▸ **WORK TO DO**
1 > In the Stanbol setup guide, on which port does the Docker command create a Stanbol server instance?
2 > Copy verbatim the passage of the Stanbol setup guide that opens with the words containing "Setting up Stanbol" and closes with "options for compiling.".

Starting with Stanbol

What is Stanbol?

Stanbol is an application that in simple words allow to obtain aditional information from a document.

For example, if I have a text who talk about the Romans emperors and I pass it through Stanbol, it will infer the language of the text (e.g. English) and the entities present in the text (Rome, Ceasar, Italy, Neron, etc), . With entities we refer to places and persons.

Setting up Stanbol

There is many possible ways to start using Stanbol, we will mention some of them:

Github

The most traditional way is to download the source code with git, and then compile it with maven

  git clone https://github.com/apache/stanbol.git
  mvn install -Dmaven.test.skip=true

You can read the README to understand special the different options for compiling.

In the folder ./launchers/ you can find many package.
There is a standalone version of Stanbol where you have to just run :

  ./launchers/full/target/org.apache.stanbol.launchers.full-1.0.0-SNAPSHOT.jar

That will create Stanbol server in the port 8080.

Also, in the same folder you can find a war version of Stanbol that you can put in a JavaEE application container like Tomcat.

Compiled File

You can retrieve already compiled packages from: iks-project.

The jar version:

  wget http://dev.iks-project.eu/downloads/stanbol-launchers/1.0.0/org.apache.stanbol.launchers.stable-1.0.0-SNAPSHOT.jar

The war version:

  wget http://dev.iks-project.eu/downloads/stanbol-launchers/0.12.1/stanbol-0.12.1-SNAPSHOT.war

Docker

The third option is to use docker to have a virtual machine with Stanbol:

 sudo docker run -i --rm  -p 8080:8080 --name stanbol -t mxr576/stanbol

With this line you will create a stanbol server instance in the port 8080.

This is arguably the easier and most quick way to start using stanbol

Using the web interface

To start understanding enhancement of content from Stanbol and to start extracting semantic data of your document, if you have a local instance of Stanbol running in your machine. Browse this page:

http://localhost:8080/enhancer

There you can write any text and extract the entities related with it.

Stanbol Web Screenshoot

For example, for the text:

Argentina is a big country in South America

Stanbol detect the follow entities:

Stanbol Web Screenshoot 2

It found two entities of the “place” type “argentina” and “south America” and it found the language of the text “english”

You can receive the same information through command line with curl:

curl -X POST -H "Content-type: text/plain" --data "Argentina is a big country in South America." \
    http://localhost:8080/enhancer

Instead of sending plain text, you can upload whole file using curl to Stanbol.
If you have a file “text.txt” in your current folder, with this command line you can upload the file to get the enhanced information:

curl -X POST -H "Content-type: text/plain" -T text.txt \
    http://localhost:8080/enhancer

Source records
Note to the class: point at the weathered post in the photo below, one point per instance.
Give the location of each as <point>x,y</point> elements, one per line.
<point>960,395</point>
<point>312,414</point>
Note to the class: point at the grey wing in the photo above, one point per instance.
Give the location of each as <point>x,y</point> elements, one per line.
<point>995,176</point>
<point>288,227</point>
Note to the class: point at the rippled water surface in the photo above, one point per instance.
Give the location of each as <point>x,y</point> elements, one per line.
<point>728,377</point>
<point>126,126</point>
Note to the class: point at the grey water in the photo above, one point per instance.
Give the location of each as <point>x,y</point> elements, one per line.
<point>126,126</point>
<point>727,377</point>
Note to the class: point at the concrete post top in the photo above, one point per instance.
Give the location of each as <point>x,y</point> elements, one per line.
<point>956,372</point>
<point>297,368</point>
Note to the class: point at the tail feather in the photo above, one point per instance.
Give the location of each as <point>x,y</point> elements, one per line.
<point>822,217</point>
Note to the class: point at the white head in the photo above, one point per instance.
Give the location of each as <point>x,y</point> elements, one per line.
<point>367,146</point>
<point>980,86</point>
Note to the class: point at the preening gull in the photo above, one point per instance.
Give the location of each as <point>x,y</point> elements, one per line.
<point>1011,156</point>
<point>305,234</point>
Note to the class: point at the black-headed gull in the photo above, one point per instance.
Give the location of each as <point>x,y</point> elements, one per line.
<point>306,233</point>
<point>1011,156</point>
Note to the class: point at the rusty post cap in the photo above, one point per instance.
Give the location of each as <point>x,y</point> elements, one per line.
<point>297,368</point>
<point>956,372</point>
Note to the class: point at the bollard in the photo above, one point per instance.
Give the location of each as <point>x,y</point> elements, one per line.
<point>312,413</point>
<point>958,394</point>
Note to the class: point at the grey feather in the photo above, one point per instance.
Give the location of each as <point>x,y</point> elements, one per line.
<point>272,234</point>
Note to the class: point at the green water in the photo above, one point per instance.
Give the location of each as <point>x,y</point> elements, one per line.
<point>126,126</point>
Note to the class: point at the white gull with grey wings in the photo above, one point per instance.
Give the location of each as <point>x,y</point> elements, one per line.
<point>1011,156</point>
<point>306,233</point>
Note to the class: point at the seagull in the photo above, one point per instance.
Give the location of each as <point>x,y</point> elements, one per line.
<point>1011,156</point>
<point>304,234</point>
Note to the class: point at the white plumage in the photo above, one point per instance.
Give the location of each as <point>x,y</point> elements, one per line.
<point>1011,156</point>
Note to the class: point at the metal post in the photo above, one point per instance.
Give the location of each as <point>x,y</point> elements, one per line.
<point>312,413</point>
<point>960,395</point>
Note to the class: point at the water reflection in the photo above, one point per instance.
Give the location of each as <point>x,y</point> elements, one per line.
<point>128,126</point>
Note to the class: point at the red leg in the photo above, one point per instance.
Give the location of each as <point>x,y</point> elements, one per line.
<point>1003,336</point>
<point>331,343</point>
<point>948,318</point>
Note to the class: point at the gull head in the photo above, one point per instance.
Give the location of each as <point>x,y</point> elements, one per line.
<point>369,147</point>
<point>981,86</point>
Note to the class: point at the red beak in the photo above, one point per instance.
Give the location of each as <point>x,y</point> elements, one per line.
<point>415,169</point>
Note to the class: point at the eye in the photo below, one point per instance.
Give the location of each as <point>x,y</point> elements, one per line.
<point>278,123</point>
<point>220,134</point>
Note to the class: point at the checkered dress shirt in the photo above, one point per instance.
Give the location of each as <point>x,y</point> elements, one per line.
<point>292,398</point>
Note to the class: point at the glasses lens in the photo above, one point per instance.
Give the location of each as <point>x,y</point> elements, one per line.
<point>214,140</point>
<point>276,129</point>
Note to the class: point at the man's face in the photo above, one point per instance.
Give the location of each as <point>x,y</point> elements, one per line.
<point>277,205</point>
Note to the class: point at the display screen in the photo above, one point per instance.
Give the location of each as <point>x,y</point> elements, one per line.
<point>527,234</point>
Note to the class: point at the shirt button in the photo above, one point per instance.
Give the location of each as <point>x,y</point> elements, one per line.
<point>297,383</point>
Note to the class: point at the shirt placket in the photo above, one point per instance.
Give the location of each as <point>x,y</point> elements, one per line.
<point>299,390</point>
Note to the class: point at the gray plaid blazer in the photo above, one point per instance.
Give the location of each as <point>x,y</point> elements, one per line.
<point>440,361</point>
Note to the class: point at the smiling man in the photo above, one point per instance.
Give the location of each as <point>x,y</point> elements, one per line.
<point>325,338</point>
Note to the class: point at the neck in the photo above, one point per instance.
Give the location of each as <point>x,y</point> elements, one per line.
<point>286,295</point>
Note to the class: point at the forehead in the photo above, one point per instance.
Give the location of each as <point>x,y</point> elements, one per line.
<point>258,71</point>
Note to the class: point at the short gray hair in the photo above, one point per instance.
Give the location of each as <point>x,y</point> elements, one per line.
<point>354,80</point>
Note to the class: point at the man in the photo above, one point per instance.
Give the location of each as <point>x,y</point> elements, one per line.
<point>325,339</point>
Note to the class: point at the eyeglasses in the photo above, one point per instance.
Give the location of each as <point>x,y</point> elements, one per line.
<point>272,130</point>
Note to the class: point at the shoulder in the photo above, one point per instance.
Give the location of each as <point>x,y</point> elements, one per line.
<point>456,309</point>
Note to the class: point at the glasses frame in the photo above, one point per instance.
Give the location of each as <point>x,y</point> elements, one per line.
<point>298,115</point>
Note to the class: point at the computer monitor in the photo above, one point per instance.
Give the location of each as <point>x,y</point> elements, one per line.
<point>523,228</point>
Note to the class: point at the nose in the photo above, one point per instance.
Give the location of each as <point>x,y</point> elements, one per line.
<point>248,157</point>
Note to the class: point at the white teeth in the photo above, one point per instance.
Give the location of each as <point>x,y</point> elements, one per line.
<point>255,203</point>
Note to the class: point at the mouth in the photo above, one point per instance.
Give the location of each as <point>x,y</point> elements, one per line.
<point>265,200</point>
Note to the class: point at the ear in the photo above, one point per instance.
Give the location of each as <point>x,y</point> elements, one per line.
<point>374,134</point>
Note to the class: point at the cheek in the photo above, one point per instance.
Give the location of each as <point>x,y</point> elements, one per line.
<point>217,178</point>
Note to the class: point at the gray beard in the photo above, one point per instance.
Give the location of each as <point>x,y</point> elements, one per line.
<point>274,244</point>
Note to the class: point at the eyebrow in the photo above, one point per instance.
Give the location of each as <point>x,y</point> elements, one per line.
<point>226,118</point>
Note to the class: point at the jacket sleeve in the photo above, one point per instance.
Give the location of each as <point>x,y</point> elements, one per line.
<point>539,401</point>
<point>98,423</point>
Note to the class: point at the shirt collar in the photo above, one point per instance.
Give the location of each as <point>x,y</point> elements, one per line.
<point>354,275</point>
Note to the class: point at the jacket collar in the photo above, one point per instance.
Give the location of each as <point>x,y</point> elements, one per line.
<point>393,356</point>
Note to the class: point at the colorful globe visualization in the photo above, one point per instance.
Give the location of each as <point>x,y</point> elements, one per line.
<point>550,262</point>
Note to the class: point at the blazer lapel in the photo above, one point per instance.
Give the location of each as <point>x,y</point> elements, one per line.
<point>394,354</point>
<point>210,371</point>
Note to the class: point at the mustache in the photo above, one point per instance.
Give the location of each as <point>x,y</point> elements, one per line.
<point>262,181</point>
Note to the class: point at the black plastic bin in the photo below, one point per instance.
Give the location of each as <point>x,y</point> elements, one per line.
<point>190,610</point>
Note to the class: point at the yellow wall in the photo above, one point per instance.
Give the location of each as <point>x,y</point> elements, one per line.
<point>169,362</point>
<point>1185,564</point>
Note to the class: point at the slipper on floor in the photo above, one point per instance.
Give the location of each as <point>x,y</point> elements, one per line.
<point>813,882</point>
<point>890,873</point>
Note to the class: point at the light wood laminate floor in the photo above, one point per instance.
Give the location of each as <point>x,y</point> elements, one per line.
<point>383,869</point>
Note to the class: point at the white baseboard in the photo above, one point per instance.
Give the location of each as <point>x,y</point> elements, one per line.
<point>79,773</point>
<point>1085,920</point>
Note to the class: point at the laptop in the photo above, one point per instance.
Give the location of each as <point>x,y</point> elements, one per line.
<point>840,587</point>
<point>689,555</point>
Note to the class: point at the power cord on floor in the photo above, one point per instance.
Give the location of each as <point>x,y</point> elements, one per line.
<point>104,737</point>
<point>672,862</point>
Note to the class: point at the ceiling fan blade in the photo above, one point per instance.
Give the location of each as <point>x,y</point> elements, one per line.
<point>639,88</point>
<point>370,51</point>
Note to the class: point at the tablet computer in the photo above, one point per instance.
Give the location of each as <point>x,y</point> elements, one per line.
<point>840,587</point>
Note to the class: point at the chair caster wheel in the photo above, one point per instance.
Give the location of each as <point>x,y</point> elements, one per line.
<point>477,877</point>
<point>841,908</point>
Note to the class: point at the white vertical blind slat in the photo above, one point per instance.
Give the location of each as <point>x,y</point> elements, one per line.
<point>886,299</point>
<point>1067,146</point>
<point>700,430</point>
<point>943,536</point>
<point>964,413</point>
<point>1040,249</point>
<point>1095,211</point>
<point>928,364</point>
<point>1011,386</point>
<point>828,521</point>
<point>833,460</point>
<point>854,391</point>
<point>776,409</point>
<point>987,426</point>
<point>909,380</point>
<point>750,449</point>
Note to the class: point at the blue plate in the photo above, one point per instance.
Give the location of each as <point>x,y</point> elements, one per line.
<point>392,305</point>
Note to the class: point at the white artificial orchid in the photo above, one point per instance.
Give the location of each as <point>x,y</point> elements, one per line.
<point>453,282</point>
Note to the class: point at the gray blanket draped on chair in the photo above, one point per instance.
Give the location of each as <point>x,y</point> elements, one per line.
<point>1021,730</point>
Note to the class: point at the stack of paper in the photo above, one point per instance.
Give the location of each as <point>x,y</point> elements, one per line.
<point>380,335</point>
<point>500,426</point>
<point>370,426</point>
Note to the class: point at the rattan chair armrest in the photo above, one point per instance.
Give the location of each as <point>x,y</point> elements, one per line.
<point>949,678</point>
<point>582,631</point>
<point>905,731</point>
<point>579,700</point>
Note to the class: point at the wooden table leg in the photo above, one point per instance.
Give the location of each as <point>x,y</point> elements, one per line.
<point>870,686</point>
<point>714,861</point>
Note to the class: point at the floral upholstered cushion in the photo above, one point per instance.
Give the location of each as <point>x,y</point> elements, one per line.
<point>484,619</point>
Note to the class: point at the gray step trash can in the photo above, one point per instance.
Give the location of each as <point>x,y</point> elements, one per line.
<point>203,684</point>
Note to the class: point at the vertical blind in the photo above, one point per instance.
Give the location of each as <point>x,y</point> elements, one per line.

▸ **RESULTS IN ORDER**
1 > Port 8080.

2 >
Setting up Stanbol

There is many possible ways to start using Stanbol, we will mention some of them:

Github

The most traditional way is to download the source code with git, and then compile it with maven

  git clone https://github.com/apache/stanbol.git
  mvn install -Dmaven.test.skip=true

You can read the README to understand special the different options for compiling.